§ Vorgegebener Text:
◆ ◆ ◆ ◆

Samsung NX, Sony NEX, Pentax-Q, Nikon 1, Fuji X, Canon EOS-M: jeder Hersteller hat was Passendes im Programm. Die Unterschiede sind nicht unerheblich und da ist die Sensorgröße noch das offensichtlichste Unterscheidungsmerkmal:

sensor_sizes

(Quelle: cameraimagesensor.com, http://j.mp/XGIdZP)

Während sich Canon, Samsung, Sony und Fuji auf APS-C eingeschossen haben, fällt die Größe der Pentax-Sensoren nicht viel höher als bei Kompaktkameras aus (das Futzelding im Bild ganz links). Bei Nikon sieht es im APS-C-Vergleich auch nicht viel besser aus. Die MFT Sensoren besitzen ca. 40% weniger Fläche als APS-C. Die Bilddiagonale entspricht exakt der Hälfte des Kleinbildformates; heißt also: Crop-Faktor von 2.0. Um Brennweiten ins Kleinbildformat umzurechnen, ist also schon mal kein Taschenrechner nötig.

◆ ◆ ◆ ◆

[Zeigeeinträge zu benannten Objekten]
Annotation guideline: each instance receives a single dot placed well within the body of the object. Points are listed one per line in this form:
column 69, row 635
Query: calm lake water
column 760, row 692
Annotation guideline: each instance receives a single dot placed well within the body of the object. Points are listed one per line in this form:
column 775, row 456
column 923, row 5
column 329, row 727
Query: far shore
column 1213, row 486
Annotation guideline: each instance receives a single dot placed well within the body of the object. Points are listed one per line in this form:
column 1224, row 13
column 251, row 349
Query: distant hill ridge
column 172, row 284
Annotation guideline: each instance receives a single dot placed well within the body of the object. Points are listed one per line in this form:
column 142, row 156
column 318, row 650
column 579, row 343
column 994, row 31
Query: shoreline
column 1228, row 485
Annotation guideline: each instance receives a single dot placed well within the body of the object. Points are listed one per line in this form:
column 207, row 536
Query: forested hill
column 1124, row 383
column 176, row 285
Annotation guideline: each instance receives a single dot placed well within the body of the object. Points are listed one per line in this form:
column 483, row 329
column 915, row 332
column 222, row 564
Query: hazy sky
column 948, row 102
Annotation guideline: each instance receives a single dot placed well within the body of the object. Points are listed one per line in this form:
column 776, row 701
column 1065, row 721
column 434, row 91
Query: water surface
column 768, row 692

◆ ◆ ◆ ◆

§ Aufgabenstellung:
1. Geben Sie den Text über Sensorgrößen von „Samsung NX, Sony“ bis einschließlich „sor.com, http://j.mp/XGIdZP)“ wieder und ersetzen Sie dabei „Hersteller“ durch „Anbieter“.
2. Um wie viel kleiner ist die Fläche der MFT-Sensoren im Vergleich zu APS-C laut dem Text über Sensorgrößen?
Die Auflistung ist vom Text über Sensorgrößen getrennt zu betrachten.

§ Lösungen:
1.
Samsung NX, Sony NEX, Pentax-Q, Nikon 1, Fuji X, Canon EOS-M: jeder Anbieter hat was Passendes im Programm. Die Unterschiede sind nicht unerheblich und da ist die Sensorgröße noch das offensichtlichste Unterscheidungsmerkmal:

sensor_sizes

(Quelle: cameraimagesensor.com, http://j.mp/XGIdZP)

2. MFT-Sensoren besitzen ca. 40 % weniger Fläche als APS-C.